#### Stated problem 1:
In the repeater mailing-list post, what does Jim B. say a repeater tied up all day with chatter isn't available for?

• • • •

--- In Repeater-Builder@yahoogroups.com, Nate Duehr <[EMAIL PROTECTED]> wrote:
> Jim B. wrote:
> 
> >Doesn't matter-in fact a repeater that's tied up all day with chatter 
> >isn't available for emergency communications. Plus the more time it 
> >spends keyed up, the less time till something fails.
> >  
> >
> Dang... I better go turn my alarm clock off so I can save it for a day 
> when I really need to get up in the morning.
> 
> Or maybe I better go tell the local RBOC switch guys that they can't 
> provide 911 service through a busy #5ESS... all those electrons flowing 
> from the normal phone calls might wear it out!
> 
> Or maybe I should tell the police and fire dispatchers to "save" their 
> repeaters for a really bad day?

• • • •

#### Stated problem 2:
How many lines of the records contain the string "below", with case counting? Give only the number.

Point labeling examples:
• • • •

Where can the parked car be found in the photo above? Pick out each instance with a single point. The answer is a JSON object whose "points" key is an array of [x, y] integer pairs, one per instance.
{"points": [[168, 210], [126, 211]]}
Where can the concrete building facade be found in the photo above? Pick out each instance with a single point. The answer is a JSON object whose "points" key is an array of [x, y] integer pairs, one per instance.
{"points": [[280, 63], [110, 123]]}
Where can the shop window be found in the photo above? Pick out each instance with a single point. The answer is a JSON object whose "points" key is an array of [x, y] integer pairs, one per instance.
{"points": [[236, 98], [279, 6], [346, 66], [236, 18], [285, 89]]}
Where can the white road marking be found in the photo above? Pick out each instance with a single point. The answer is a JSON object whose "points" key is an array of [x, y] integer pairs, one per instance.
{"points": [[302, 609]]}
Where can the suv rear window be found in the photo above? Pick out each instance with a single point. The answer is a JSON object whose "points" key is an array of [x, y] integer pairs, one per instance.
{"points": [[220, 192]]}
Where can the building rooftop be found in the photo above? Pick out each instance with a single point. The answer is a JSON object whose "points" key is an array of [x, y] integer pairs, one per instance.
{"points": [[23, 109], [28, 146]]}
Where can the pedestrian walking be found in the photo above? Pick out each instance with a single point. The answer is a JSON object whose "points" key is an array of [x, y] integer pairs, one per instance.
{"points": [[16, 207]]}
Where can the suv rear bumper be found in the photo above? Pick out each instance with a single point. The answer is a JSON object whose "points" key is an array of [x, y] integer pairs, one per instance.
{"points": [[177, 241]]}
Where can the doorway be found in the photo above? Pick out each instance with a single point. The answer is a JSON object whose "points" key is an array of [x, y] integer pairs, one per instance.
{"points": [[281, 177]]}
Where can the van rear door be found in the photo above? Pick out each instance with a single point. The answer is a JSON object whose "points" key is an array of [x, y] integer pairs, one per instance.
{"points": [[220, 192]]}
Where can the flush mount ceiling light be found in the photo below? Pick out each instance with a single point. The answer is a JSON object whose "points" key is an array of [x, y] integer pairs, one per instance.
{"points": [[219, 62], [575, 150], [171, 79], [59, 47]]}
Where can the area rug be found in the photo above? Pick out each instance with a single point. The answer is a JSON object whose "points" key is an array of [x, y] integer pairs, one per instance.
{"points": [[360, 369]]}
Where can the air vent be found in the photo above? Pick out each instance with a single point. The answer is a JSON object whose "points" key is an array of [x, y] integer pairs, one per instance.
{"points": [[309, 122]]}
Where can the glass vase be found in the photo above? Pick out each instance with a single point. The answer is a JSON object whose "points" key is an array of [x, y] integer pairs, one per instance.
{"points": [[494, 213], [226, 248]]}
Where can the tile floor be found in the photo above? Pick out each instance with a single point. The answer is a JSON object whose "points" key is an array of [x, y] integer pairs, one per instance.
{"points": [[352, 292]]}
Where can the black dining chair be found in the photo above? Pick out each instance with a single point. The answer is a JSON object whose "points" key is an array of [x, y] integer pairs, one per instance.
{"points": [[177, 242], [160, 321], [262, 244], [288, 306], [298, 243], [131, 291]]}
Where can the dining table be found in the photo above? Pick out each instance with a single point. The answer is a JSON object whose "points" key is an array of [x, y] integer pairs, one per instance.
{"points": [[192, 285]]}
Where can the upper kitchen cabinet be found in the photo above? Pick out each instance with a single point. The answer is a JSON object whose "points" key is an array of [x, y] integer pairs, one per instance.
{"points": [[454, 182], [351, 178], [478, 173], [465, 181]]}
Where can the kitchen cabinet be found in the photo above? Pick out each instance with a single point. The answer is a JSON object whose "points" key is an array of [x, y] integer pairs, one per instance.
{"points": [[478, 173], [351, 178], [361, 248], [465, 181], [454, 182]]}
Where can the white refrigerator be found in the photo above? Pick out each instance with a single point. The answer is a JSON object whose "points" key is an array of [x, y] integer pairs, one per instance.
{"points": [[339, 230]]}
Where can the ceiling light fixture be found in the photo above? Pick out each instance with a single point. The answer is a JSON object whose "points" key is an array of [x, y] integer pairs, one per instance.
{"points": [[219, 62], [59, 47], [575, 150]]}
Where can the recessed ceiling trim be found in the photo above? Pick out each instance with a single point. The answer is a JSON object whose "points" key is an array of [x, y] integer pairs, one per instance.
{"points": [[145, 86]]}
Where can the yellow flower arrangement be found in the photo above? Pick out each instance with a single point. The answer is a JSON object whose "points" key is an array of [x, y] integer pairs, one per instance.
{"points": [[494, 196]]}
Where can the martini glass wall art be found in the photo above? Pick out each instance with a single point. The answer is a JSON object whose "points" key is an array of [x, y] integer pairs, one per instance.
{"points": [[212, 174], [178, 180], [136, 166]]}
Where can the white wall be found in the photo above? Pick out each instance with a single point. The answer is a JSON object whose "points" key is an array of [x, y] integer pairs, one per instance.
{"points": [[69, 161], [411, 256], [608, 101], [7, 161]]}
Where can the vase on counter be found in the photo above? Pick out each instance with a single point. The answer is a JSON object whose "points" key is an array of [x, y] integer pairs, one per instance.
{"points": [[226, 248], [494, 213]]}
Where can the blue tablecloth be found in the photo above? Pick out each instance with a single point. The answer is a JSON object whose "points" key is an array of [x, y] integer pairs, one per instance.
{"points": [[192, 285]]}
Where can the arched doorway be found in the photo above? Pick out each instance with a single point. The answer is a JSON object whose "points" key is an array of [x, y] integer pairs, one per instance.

• • • •

#### Right answer 1:
Emergency communications.

#### Right answer 2:
1